*Work instructions:* Reproduce the following data exactly, minus any images.

Stored entries
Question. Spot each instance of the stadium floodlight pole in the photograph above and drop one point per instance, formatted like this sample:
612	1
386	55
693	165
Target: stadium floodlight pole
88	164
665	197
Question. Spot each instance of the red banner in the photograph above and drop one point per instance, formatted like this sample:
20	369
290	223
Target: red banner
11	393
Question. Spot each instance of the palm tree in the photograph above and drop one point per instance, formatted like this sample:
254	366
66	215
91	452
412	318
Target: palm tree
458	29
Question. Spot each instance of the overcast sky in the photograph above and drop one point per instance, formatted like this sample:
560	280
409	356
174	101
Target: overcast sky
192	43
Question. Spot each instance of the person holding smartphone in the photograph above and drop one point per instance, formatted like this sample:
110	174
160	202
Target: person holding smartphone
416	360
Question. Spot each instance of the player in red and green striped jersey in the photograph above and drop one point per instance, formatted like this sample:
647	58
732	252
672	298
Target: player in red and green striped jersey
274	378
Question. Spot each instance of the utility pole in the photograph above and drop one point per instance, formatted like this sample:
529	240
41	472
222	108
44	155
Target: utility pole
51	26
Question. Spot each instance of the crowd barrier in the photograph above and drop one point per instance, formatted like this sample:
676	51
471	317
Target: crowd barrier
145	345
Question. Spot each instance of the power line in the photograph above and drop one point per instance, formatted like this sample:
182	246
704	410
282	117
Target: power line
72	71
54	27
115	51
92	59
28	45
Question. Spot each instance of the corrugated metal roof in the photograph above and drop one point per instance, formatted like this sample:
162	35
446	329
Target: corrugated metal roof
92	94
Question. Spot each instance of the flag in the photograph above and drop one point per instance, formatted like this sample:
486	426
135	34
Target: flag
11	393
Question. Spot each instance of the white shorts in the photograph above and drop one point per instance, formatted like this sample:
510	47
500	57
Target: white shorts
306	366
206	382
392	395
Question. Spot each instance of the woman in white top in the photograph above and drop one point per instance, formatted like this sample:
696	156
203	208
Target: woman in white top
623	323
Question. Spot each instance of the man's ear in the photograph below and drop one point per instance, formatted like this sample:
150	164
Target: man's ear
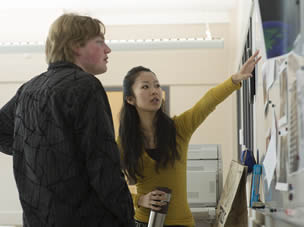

*Written response:*
Question. Spot each instance of the stadium floodlight pole in the photograph above and drop one point per instance, formatted like this sample:
612	1
386	55
693	165
Target: stadium floodlight pole
88	164
665	197
Question. Spot each instance of the red banner in the photograph above and drop one point per instance, formatted like this sample:
20	369
290	223
Target: red banner
11	393
Question. Spot each instance of the palm tree in the photograph above and drop one point per instance, formatted like this sample:
254	366
66	215
91	452
412	318
Target: palm tree
458	29
Question. Spot each instance of the overcast sky in the photograph above and drop one point per instance, formatted like this sample:
560	280
409	356
174	101
Target: overcast sky
192	43
Question. Spot each instance of the person holding smartphone in the photograph above and drop one point per instance, formatted like this sample:
110	174
160	202
Target: person holding smartphone
416	360
Question. Spot each instance of the player in red and green striped jersey in the photograph above and drop one point per instance, formatted like this sample:
647	58
732	252
672	298
Target: player in red and green striped jersey
274	378
Question. Spot each instance of the utility pole in the photograph above and drop one point per instance, formatted like this sample:
529	240
41	472
222	108
44	155
Target: utility pole
51	26
Question. Spot each instance of the crowd barrier in the photograph above and drop one point per instance, formatted like this sample:
676	51
471	317
Target: crowd barrier
145	345
Question. Spot each instance of the power line in the photograph above and drop one point per instance, formatted like this sample:
182	246
704	410
282	117
Target: power line
72	71
54	27
115	51
92	59
28	45
Question. Spot each instance of the corrugated metal roof in the photograph above and drop one point per instance, formatted like this sample:
162	35
446	329
Target: corrugated metal roof
92	94
Question. Spot each instance of the flag in the photograph above and drop one point per instance, formatted like this sample:
486	426
135	34
Target: flag
11	393
Question. Spot each instance of the white shorts in the photograph above and drop one point per instance, formatted like this sample:
510	47
500	57
Target: white shorts
306	366
206	382
392	395
Question. Spot each instance of the woman in white top in the photograph above and drop one point per instance, formatted like this sample:
696	156
203	208
Target: woman in white top
623	323
Question. Spot each instance of the man's ear in the photograph below and drop one point per instance, formatted like this sample:
150	164
Target: man's ear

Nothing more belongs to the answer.